[What to produce]: Return every line from the rows below that contains the word "hind".

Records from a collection

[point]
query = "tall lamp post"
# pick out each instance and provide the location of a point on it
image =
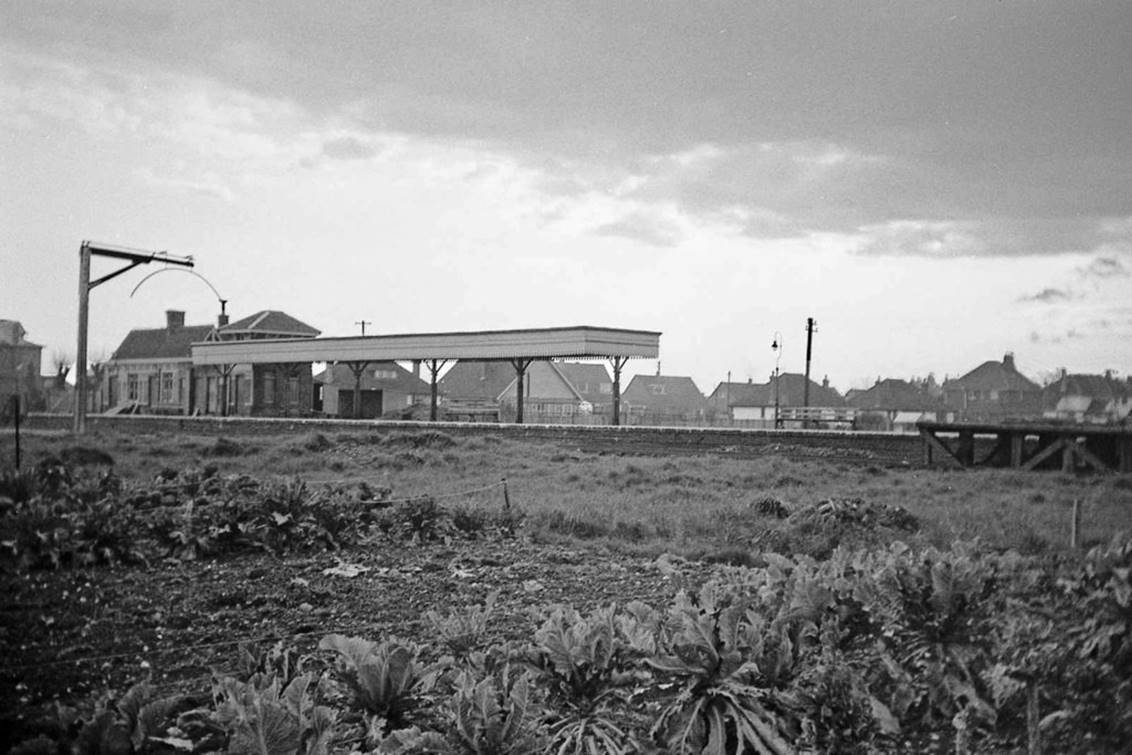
(134, 257)
(777, 348)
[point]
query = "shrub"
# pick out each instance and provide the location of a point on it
(224, 447)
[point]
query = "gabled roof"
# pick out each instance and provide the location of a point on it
(269, 322)
(161, 343)
(743, 394)
(663, 393)
(994, 376)
(11, 334)
(790, 393)
(1098, 387)
(586, 380)
(893, 395)
(403, 382)
(472, 379)
(490, 380)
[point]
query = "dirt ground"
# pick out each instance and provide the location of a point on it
(70, 635)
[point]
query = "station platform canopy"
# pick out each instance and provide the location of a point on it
(519, 346)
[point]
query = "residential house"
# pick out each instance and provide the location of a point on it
(152, 370)
(783, 400)
(663, 400)
(284, 389)
(19, 367)
(894, 405)
(554, 392)
(993, 392)
(383, 388)
(1092, 399)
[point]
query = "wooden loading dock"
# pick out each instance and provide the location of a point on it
(435, 350)
(1029, 445)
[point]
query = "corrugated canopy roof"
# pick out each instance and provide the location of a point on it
(534, 343)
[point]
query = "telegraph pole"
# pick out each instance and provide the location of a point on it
(811, 329)
(135, 257)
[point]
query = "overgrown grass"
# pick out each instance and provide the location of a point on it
(688, 505)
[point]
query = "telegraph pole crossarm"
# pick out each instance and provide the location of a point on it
(135, 257)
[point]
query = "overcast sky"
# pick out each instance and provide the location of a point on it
(935, 182)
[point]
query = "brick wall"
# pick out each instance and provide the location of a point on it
(882, 448)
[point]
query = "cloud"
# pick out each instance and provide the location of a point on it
(1048, 296)
(920, 239)
(348, 147)
(643, 226)
(1104, 267)
(1061, 336)
(208, 186)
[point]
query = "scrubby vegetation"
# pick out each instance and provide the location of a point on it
(868, 621)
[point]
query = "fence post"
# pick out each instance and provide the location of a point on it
(15, 406)
(1032, 722)
(1074, 530)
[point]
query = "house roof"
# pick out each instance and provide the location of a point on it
(586, 379)
(11, 334)
(790, 393)
(161, 343)
(404, 382)
(1100, 388)
(742, 394)
(473, 379)
(894, 395)
(269, 322)
(663, 393)
(994, 376)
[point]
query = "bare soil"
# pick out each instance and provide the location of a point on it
(70, 635)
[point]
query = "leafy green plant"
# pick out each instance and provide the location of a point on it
(929, 608)
(723, 659)
(494, 715)
(385, 677)
(421, 520)
(265, 718)
(464, 629)
(140, 721)
(588, 668)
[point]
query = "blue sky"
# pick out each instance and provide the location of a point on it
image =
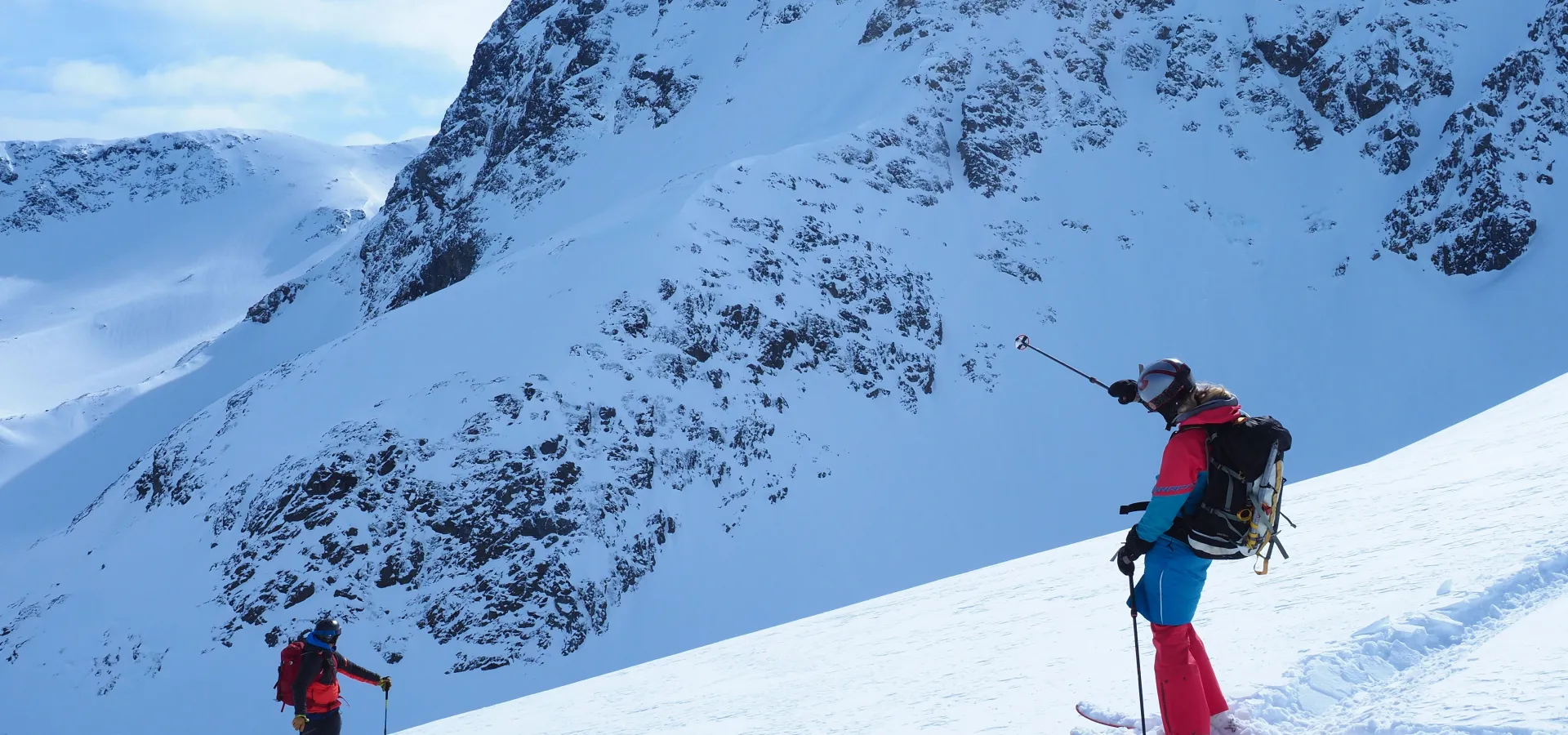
(339, 71)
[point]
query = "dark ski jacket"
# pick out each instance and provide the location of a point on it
(315, 687)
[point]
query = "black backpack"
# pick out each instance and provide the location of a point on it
(1239, 513)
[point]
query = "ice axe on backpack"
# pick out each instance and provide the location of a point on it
(1022, 344)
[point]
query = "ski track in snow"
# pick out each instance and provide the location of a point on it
(1349, 690)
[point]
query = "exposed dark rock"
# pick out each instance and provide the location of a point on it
(59, 180)
(1471, 207)
(264, 310)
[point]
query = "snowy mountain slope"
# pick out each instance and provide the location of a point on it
(1414, 602)
(121, 257)
(703, 322)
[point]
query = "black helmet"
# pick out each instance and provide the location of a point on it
(328, 630)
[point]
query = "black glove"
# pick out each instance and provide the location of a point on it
(1131, 550)
(1125, 392)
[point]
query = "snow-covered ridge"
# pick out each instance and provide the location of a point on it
(122, 259)
(60, 179)
(1388, 619)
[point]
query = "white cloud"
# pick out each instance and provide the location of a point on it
(363, 140)
(90, 78)
(90, 99)
(417, 132)
(242, 77)
(446, 27)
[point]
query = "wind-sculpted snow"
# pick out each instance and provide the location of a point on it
(63, 179)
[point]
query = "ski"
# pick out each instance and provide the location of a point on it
(1106, 718)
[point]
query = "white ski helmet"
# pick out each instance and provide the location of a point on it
(1164, 381)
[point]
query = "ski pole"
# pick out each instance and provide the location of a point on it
(1022, 344)
(1137, 653)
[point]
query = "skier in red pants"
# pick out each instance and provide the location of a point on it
(1174, 576)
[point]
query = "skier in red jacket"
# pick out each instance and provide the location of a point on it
(315, 692)
(1174, 576)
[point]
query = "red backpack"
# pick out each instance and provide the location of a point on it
(287, 671)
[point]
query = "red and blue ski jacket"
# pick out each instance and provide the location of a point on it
(1184, 469)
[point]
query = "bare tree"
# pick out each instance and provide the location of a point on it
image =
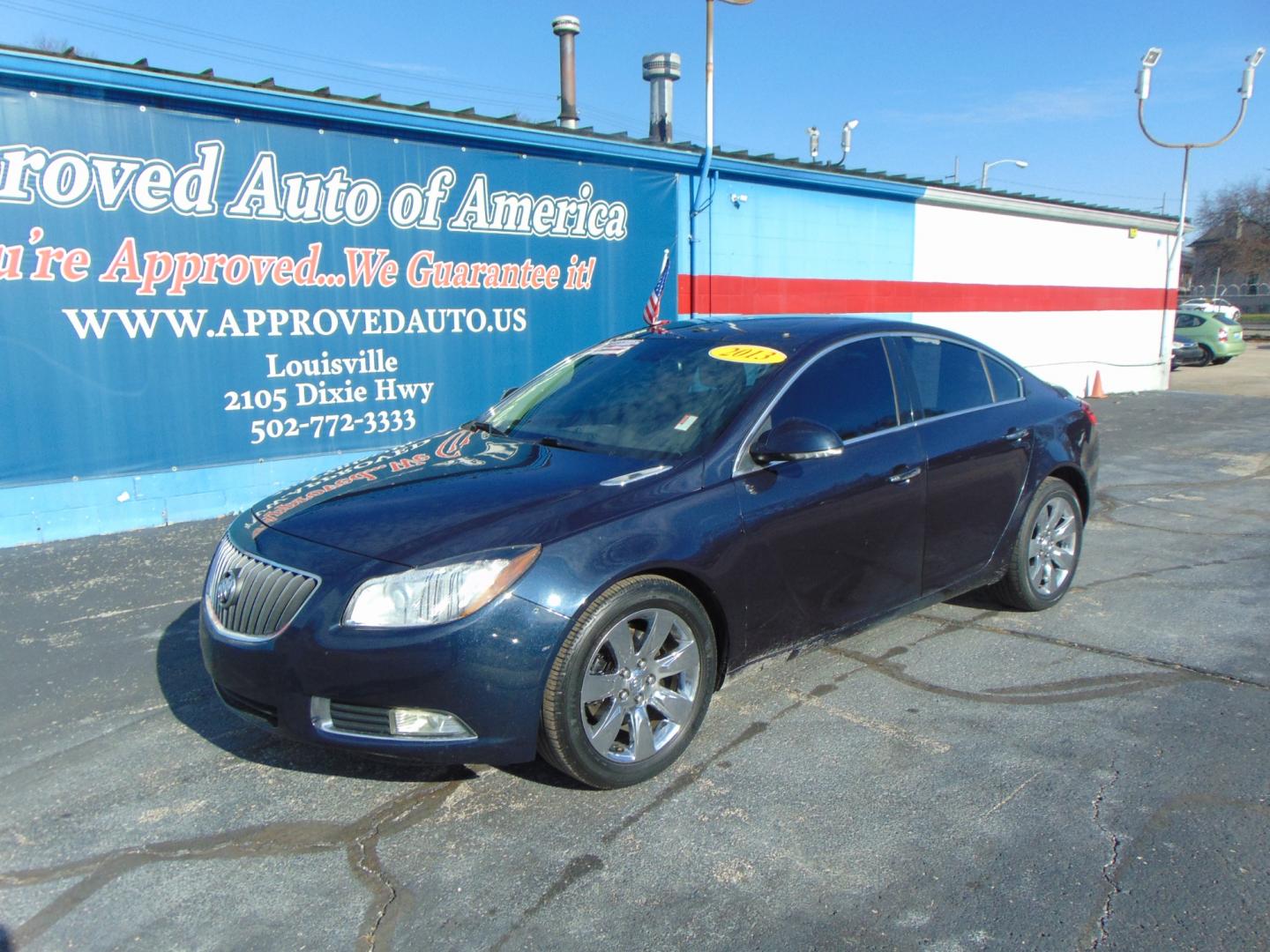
(51, 45)
(1236, 222)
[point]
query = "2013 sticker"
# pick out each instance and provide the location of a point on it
(747, 353)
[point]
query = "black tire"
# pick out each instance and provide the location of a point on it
(1048, 545)
(644, 744)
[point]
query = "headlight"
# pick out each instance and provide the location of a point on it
(437, 594)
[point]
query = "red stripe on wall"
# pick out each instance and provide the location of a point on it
(728, 294)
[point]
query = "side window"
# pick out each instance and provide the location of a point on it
(1005, 383)
(950, 377)
(848, 389)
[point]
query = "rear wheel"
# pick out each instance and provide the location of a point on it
(630, 684)
(1045, 551)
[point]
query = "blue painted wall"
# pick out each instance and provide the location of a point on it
(120, 415)
(178, 340)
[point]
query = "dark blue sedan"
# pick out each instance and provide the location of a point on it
(574, 573)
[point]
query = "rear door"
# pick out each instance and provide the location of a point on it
(977, 439)
(834, 541)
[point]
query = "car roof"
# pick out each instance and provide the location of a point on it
(796, 333)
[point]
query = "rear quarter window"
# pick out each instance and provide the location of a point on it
(950, 377)
(1005, 383)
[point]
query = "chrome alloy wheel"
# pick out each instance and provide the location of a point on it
(1052, 547)
(640, 686)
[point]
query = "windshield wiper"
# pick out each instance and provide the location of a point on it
(559, 444)
(484, 428)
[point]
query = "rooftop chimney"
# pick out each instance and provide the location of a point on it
(661, 70)
(566, 28)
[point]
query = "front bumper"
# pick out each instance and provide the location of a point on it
(488, 671)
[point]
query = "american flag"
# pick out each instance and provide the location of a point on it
(654, 301)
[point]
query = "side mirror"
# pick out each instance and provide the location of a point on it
(796, 439)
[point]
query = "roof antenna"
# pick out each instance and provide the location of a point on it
(848, 129)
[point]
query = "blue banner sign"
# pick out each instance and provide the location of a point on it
(182, 290)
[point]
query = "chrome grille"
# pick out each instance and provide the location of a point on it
(263, 597)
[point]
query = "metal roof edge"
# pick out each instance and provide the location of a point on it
(41, 70)
(1038, 208)
(206, 90)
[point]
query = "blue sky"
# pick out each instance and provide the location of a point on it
(929, 83)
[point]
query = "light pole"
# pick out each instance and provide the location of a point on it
(704, 176)
(983, 178)
(1148, 63)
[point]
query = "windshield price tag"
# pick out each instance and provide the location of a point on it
(747, 353)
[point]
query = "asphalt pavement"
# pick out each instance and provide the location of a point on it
(1088, 777)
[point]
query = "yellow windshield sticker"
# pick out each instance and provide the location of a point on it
(747, 353)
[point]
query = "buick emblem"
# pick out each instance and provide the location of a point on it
(227, 588)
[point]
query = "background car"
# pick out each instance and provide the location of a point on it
(1212, 305)
(1188, 353)
(576, 571)
(1220, 337)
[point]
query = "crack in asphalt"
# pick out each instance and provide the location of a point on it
(585, 865)
(1154, 573)
(1057, 692)
(1110, 866)
(357, 838)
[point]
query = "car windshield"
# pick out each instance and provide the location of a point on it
(655, 397)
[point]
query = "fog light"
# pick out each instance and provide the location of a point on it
(418, 723)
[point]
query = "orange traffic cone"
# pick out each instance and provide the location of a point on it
(1097, 392)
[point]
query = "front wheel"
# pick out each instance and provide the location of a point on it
(630, 684)
(1045, 551)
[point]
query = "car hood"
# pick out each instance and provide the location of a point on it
(460, 493)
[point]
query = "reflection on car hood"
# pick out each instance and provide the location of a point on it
(460, 493)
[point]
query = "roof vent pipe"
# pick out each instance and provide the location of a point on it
(566, 28)
(661, 70)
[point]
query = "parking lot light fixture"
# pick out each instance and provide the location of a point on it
(983, 178)
(1143, 92)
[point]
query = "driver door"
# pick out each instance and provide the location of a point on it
(834, 541)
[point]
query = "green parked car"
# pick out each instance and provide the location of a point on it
(1221, 337)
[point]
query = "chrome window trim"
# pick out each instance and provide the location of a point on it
(992, 387)
(210, 597)
(744, 465)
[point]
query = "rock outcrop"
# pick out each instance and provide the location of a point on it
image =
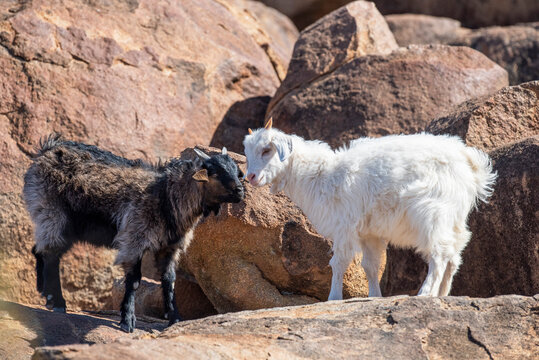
(514, 48)
(416, 29)
(495, 120)
(411, 327)
(378, 95)
(472, 13)
(139, 78)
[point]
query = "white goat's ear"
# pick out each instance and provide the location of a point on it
(283, 145)
(201, 154)
(201, 175)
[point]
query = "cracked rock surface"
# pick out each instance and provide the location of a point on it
(503, 327)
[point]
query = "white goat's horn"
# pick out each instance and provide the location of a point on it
(269, 124)
(202, 155)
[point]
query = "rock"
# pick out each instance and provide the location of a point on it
(263, 253)
(192, 303)
(147, 86)
(25, 327)
(515, 48)
(472, 13)
(502, 257)
(423, 29)
(418, 327)
(492, 121)
(377, 95)
(354, 30)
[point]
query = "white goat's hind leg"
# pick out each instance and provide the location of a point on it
(372, 251)
(432, 283)
(450, 270)
(339, 264)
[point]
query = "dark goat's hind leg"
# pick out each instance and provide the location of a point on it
(52, 288)
(133, 276)
(166, 263)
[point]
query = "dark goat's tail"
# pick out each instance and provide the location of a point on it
(39, 270)
(47, 143)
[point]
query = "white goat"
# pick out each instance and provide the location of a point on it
(408, 190)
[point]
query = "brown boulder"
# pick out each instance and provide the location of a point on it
(423, 29)
(503, 254)
(354, 30)
(472, 13)
(515, 48)
(414, 328)
(488, 122)
(377, 95)
(263, 253)
(159, 79)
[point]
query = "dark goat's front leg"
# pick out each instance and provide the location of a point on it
(133, 276)
(166, 260)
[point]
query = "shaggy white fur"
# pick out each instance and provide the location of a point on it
(408, 190)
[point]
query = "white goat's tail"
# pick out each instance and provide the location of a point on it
(485, 177)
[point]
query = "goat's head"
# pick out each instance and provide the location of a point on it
(266, 150)
(220, 179)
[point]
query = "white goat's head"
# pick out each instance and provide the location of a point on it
(266, 150)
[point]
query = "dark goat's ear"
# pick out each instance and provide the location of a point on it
(201, 175)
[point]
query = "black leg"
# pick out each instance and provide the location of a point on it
(39, 270)
(133, 276)
(166, 263)
(52, 288)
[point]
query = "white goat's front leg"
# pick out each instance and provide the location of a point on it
(372, 253)
(342, 256)
(431, 285)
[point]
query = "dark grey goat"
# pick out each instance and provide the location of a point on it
(77, 192)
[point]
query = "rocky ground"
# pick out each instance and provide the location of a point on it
(502, 327)
(152, 79)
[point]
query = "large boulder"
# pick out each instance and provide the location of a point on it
(495, 120)
(423, 29)
(502, 256)
(140, 78)
(263, 253)
(376, 95)
(472, 13)
(515, 48)
(503, 327)
(351, 31)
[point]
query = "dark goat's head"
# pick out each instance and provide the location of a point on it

[Full output]:
query = "white goat's hind leg"
query = "dark goat's hind leg"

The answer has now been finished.